**Short task:** Please rescale the stretch from the start of the items through the line that contains "point(384, 114)". Write out every line again with the answer coordinates multiplied by 1.1 and rounded to whole numbers (halves round up), keep the sample points in the wording unchanged, and leave the pictures out.

[START Record set]

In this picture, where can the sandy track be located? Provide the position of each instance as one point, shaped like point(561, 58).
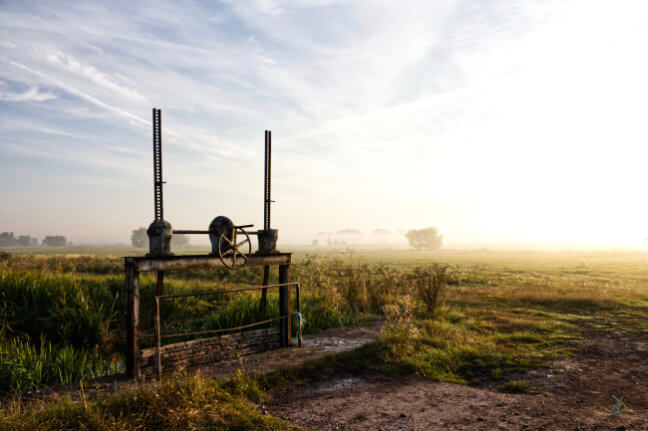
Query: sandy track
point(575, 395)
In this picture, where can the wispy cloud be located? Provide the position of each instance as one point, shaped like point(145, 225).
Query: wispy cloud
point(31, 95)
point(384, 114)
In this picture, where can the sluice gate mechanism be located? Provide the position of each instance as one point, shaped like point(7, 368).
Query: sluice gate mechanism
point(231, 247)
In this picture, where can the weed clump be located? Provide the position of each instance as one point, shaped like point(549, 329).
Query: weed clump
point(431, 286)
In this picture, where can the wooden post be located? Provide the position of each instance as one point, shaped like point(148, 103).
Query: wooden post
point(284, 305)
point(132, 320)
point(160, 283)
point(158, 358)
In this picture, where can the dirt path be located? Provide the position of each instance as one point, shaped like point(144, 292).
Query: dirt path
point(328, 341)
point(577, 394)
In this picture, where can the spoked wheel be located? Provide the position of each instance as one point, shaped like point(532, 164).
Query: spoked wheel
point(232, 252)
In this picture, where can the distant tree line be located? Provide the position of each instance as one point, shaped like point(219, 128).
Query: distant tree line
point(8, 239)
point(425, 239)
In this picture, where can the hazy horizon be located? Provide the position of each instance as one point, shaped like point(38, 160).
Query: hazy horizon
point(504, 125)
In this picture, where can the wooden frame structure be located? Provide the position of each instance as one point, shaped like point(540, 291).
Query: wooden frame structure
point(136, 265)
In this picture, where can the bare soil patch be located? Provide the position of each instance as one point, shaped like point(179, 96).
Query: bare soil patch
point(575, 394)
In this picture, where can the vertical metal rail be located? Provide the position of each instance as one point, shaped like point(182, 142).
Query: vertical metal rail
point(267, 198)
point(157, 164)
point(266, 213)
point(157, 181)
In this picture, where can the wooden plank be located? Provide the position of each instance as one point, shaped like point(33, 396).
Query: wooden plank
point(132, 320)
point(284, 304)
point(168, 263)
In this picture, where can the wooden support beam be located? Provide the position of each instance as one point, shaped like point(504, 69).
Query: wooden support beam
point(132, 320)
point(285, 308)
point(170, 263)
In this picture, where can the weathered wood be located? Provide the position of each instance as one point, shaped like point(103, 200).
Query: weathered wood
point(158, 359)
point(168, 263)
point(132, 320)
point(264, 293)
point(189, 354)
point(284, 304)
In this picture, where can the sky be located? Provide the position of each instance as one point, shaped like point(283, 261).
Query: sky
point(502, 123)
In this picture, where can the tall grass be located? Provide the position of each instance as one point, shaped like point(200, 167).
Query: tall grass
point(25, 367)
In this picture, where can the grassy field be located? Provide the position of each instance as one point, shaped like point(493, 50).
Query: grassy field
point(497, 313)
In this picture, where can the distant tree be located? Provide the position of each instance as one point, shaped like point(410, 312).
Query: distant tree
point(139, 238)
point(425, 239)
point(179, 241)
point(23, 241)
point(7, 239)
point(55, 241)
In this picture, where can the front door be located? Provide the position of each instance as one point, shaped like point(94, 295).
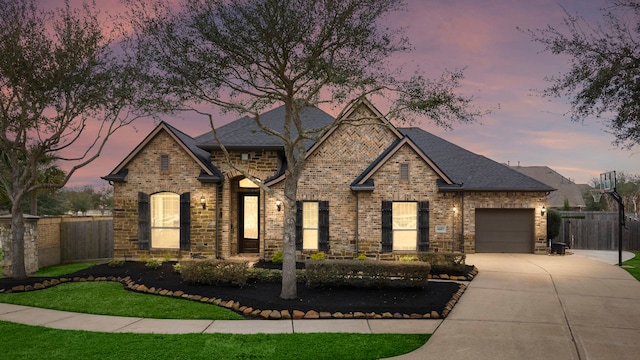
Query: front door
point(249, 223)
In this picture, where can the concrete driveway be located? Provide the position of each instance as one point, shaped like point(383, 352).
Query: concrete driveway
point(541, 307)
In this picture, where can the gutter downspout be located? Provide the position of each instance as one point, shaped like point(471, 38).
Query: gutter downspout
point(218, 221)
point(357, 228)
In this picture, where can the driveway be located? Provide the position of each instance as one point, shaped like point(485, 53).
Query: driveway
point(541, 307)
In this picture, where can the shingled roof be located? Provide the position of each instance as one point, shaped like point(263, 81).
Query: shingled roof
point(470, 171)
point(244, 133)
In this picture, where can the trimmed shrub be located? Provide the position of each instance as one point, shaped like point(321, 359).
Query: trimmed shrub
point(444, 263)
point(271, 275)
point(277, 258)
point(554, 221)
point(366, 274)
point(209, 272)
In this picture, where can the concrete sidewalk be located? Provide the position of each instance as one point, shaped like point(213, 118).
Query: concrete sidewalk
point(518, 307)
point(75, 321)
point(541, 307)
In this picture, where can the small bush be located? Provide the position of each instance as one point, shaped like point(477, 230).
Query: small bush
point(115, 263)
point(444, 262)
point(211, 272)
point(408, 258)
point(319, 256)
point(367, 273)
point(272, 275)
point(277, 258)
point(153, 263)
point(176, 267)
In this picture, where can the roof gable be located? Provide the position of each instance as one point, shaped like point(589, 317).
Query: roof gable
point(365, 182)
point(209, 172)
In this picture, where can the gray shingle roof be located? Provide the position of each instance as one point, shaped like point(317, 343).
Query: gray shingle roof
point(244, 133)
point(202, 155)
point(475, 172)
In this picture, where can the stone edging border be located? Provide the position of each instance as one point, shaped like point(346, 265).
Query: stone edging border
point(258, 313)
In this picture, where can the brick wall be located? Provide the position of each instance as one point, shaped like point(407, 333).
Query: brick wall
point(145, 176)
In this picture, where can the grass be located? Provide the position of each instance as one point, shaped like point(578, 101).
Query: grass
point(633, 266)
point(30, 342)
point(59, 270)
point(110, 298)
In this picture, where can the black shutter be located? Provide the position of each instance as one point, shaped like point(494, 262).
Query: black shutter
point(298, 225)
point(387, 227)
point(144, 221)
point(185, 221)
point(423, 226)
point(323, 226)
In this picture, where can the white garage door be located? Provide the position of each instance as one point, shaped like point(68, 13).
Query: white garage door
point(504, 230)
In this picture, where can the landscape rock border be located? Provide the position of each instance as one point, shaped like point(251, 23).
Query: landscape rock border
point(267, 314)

[END Record set]

**Answer for this exercise:**
In this picture, where can the sandy track be located? Provide the position of each instance as one point, shaped like point(561, 58).
Query: sandy track
point(633, 435)
In this picture, where can the wispy cloud be located? Provide the position of each instance as one point, shaped like point(145, 225).
Query: wispy cloud
point(34, 105)
point(422, 125)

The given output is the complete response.